*WHAT THIS TASK INVOLVES*
Could you reproduce the tomato genes passage word for word, from "Fact: Tomatoes have" to "you would be."?

*SOURCE PASSAGE*
##########

Fact: Tomatoes have more genes than humans.
We think of humans as the most complex and advanced of all living thing on this planet – so naturally you might think that we require the most genetic material to make such a complicated animal. How wrong you would be.
Your average human genome contains ~21,000 genes, while your average tomato comes in at ~31,000 genes. That means tomatoes are actually about 50% more ‘complex’ at a genetic level than humans. So why are they not farming us for their food?
The key here is that the amount of DNA or the number of genes in an organism actually has very little to do with how complex that organism is. In fact, the largest known genome – featuring 40 chromosomes and clocking in at 150 billion base pairs – belongs to the relatively normal plant Paris japonica, and not to some really complicated freak of nature.
One reason for the variation in genome sizes is that massive genomes (such as that of Paris japonica) often contain much more ‘junk DNA’ – DNA which does not code for the production of a protien – rather than more genes. In fact, even when there are a larger number of genes they may not be useful in the traditional sense: the tomato, for example, has eight copies of each gene rather than the two copies that we see in humans, and so many of these genes are completely redundant.
Why have so many copies of a single gene? The theory is that the origional gene can perform its important function while the copied gene can change (or mutate) into a new gene that might do something useful, thus allowing the organism to evolve.
Sonext time you pick a tomato, show some respect.

##########

*SUPPLIED DATA*
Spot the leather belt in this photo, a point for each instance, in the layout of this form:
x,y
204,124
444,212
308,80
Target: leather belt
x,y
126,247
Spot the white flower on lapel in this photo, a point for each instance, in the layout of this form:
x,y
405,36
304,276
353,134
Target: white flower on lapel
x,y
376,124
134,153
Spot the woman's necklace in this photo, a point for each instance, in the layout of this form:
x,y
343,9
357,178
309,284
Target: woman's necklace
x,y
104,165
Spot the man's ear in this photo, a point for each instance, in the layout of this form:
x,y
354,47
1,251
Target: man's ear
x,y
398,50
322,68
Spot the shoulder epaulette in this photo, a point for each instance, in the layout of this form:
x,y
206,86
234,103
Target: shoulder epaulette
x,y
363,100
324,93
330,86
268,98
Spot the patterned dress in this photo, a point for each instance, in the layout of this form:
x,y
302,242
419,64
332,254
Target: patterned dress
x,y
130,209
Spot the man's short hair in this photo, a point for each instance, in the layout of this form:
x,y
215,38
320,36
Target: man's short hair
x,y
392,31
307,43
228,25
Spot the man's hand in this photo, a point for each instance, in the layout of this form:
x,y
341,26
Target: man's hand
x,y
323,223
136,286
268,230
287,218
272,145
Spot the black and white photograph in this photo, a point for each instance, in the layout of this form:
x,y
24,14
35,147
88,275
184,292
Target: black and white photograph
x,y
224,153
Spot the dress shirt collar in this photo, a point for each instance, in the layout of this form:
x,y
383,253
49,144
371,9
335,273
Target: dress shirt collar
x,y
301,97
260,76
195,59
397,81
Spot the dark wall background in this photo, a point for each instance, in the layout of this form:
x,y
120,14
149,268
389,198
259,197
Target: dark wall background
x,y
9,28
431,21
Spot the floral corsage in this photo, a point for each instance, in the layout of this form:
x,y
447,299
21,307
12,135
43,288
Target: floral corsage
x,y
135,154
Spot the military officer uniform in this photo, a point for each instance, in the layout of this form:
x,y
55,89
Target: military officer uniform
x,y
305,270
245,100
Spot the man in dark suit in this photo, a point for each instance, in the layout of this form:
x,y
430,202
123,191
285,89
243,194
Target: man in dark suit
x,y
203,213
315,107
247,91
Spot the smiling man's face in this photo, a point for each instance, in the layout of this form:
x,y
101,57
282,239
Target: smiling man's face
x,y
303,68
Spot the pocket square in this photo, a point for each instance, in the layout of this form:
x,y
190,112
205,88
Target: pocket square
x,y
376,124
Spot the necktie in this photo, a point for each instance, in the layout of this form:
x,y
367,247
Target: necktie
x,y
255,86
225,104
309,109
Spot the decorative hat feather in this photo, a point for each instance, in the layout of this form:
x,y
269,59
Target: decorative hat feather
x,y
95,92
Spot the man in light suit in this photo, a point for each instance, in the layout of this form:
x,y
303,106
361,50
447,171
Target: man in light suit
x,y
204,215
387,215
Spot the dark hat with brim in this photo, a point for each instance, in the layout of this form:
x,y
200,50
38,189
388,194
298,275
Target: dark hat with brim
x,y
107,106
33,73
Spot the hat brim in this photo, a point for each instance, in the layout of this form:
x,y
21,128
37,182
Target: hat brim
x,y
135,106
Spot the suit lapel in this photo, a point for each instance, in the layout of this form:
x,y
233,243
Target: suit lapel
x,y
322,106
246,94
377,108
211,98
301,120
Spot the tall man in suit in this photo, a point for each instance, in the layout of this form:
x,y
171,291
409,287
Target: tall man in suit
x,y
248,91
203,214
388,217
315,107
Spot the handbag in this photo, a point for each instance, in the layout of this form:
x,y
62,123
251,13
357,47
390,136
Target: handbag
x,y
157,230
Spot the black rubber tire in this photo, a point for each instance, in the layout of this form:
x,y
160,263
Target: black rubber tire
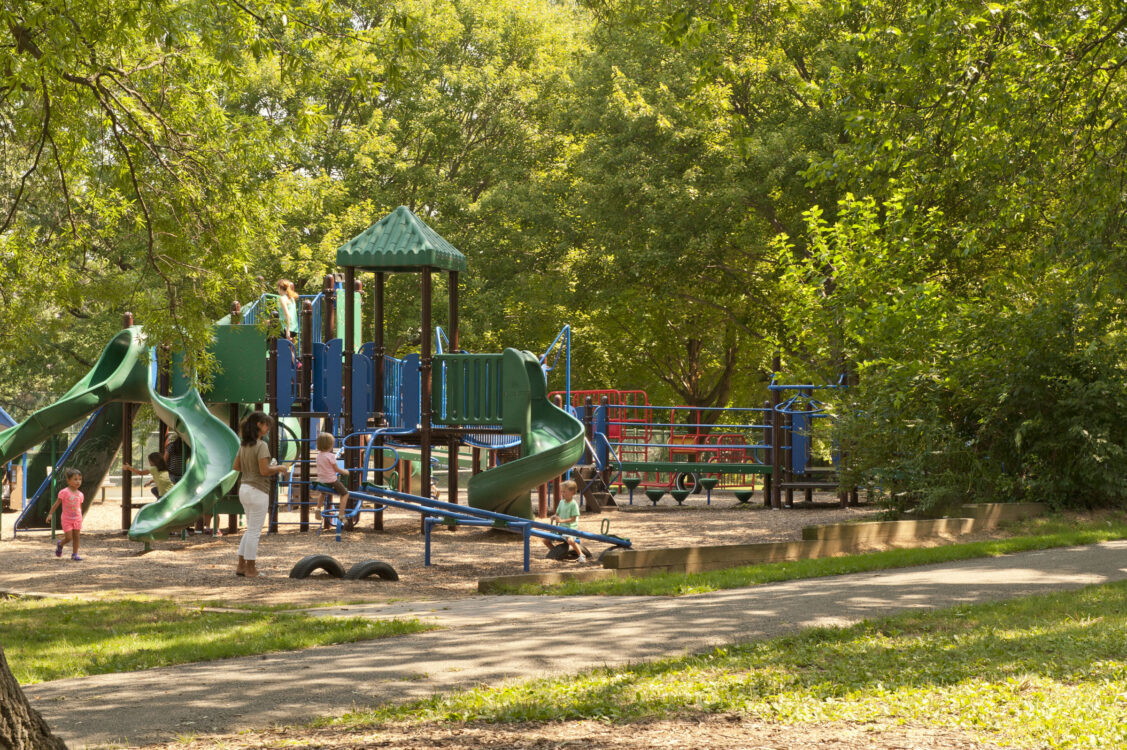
x,y
305,566
559,552
688,481
608,550
369,567
564,552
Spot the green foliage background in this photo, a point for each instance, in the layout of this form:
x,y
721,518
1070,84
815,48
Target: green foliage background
x,y
928,195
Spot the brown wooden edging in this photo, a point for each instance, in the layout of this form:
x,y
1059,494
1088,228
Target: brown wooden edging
x,y
826,541
885,531
987,515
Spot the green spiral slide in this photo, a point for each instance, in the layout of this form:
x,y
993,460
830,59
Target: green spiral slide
x,y
551,440
123,373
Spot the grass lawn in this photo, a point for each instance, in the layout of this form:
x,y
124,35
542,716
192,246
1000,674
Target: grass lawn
x,y
1040,671
52,638
1034,534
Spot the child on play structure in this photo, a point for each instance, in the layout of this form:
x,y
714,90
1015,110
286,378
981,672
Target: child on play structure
x,y
327,469
161,479
287,308
71,499
567,514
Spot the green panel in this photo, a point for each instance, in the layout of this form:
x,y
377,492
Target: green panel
x,y
471,386
400,241
240,353
357,317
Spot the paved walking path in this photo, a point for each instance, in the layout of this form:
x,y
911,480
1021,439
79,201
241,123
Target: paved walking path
x,y
489,640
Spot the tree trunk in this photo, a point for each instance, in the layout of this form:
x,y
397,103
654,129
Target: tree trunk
x,y
21,728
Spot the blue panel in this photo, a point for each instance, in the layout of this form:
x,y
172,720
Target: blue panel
x,y
410,404
799,442
392,391
286,372
328,377
362,391
602,448
317,403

##########

*OUTPUT OF THE TASK*
Fact: Tomatoes have more genes than humans.
We think of humans as the most complex and advanced of all living thing on this planet – so naturally you might think that we require the most genetic material to make such a complicated animal. How wrong you would be.